## TEXT EXCERPT
- - - - -

The Most Fun You’ve Ever Had.
Have you ever nearly nodded off while drifting or trolling a live bait from the kayak? If so, you’re not alone. I personally have a hard time slowing down enough to fish a live bait these days, for the simple fact that it’s just not as fun as lure fishing. If you’re looking for pure fishing entertainment, you’ve got to add stick bait technique into your repertoire. One of the reasons this technique works so well from the kayak is that the baits themselves are stealthy and quiet, so you amplify your already stealthy approach by gliding in on the kayak.

- - - - -

## EXCERPTED DATA
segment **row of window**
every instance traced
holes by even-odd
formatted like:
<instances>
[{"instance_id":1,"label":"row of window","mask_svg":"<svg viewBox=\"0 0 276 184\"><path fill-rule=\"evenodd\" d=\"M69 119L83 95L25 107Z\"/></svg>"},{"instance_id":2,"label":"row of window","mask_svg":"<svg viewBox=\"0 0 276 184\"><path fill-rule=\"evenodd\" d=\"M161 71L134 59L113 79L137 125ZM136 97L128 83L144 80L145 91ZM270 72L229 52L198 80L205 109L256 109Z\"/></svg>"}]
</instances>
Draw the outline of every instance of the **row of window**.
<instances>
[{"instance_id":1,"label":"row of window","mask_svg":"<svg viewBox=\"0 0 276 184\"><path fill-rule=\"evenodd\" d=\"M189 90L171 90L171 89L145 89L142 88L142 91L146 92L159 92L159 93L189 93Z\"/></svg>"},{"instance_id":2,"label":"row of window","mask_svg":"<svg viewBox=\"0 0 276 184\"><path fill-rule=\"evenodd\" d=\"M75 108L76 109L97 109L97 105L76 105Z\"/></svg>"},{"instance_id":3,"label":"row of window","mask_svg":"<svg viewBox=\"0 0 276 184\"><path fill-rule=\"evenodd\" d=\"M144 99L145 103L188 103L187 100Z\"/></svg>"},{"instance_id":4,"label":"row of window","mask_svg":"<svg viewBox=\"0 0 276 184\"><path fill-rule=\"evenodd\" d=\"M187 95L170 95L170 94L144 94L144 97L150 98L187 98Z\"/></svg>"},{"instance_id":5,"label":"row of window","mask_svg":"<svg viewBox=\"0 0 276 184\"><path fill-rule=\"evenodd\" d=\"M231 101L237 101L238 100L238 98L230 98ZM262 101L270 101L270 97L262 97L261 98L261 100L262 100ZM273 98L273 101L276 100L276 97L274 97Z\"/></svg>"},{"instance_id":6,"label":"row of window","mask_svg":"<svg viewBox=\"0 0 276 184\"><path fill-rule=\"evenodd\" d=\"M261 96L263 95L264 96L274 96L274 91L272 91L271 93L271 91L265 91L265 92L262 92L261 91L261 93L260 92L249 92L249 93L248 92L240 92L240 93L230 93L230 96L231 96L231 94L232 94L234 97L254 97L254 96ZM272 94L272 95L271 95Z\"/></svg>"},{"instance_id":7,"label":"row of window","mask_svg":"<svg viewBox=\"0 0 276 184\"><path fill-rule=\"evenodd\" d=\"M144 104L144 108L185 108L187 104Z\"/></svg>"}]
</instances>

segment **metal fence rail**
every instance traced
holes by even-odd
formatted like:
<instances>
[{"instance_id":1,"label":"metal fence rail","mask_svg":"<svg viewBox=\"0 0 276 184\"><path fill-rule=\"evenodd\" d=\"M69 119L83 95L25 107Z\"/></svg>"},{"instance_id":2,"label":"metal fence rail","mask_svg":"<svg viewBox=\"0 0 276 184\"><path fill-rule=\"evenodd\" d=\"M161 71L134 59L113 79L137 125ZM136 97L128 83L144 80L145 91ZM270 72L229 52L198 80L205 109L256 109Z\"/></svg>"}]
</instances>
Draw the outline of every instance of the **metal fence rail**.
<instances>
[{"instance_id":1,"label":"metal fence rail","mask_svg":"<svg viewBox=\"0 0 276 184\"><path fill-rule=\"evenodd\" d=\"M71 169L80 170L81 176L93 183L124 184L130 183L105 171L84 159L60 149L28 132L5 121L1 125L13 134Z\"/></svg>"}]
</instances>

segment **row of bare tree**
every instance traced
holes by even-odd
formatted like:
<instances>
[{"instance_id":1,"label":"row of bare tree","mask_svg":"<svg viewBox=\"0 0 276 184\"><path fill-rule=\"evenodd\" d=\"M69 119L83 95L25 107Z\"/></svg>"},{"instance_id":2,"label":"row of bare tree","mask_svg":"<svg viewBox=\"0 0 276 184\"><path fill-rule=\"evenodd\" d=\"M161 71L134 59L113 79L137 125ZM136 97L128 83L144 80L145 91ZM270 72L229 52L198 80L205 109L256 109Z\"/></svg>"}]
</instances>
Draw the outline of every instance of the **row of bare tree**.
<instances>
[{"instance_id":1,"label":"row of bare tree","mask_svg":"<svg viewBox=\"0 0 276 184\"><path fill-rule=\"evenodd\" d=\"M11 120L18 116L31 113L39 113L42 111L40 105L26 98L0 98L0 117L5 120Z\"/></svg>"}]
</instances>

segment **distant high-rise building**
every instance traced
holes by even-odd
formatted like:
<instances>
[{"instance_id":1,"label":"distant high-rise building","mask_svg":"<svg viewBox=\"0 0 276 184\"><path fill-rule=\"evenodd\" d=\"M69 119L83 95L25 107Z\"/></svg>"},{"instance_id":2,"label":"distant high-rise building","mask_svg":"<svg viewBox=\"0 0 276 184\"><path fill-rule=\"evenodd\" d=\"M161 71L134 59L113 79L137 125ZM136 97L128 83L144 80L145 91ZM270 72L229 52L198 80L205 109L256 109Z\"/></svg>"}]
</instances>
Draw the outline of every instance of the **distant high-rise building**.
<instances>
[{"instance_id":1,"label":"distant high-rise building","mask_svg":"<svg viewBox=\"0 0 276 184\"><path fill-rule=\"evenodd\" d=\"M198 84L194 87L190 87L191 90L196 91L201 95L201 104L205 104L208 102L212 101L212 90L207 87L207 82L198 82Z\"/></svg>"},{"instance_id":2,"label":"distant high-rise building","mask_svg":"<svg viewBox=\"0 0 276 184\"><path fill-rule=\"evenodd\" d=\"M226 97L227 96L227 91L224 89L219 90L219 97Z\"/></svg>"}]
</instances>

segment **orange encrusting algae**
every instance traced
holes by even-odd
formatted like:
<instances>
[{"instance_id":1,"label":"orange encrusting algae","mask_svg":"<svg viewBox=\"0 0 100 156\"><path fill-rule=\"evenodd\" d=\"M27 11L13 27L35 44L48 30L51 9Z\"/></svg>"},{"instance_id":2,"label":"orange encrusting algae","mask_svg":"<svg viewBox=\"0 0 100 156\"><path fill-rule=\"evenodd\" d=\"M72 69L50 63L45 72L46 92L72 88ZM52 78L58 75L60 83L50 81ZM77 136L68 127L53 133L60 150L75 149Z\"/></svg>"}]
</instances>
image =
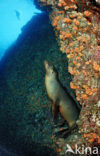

- - - - -

## OBJECTIVE 1
Could you turn the part of the rows that runs from the line containing "segment **orange encrusting algae**" through the end of the rows into a JSON list of strings, with one string per line and blank lines left out? Leave the pictures out of the list.
## OBJECTIVE 2
Go on with the stick bait fishing text from the point where it stops.

## EXERCISE RESULT 1
[
  "segment **orange encrusting algae**",
  "every instance traced",
  "holes by even-odd",
  "formatted like:",
  "<instances>",
  "[{\"instance_id\":1,\"label\":\"orange encrusting algae\",\"mask_svg\":\"<svg viewBox=\\\"0 0 100 156\\\"><path fill-rule=\\\"evenodd\\\" d=\\\"M27 11L13 27L35 44L48 30L51 9Z\\\"/></svg>\"},{\"instance_id\":2,\"label\":\"orange encrusting algae\",\"mask_svg\":\"<svg viewBox=\\\"0 0 100 156\\\"><path fill-rule=\\\"evenodd\\\" d=\\\"M72 69L50 63L45 72L46 92L72 88ZM52 78L58 75L60 83L50 81ZM77 136L68 127L53 133L60 150L75 149Z\\\"/></svg>\"}]",
  "</instances>",
  "image ="
]

## EXERCISE RESULT 2
No Down Time
Throwing a stick bait is all about staying active. No matter what style of bait you’re throwing – lipped or lipless, sinking, floating or suspending – it’s constant action. Most of the time, being successful with a stick bait is a numbers game. The more casts you make, the more opportunity for success. You’ll find that many times, a properly presented stick bait actually has the ability to call a single fish or two in from quite a ways away. Don’t get me wrong, fishing dead water is never overly productive, but the beauty of casting a stick bait is that even the most subtle sign gives you a reason to cast. Simply pedal along, looking for signs of life to stop and cast to. Even better is when you have a visual target to cast to (i.e. breezing fish).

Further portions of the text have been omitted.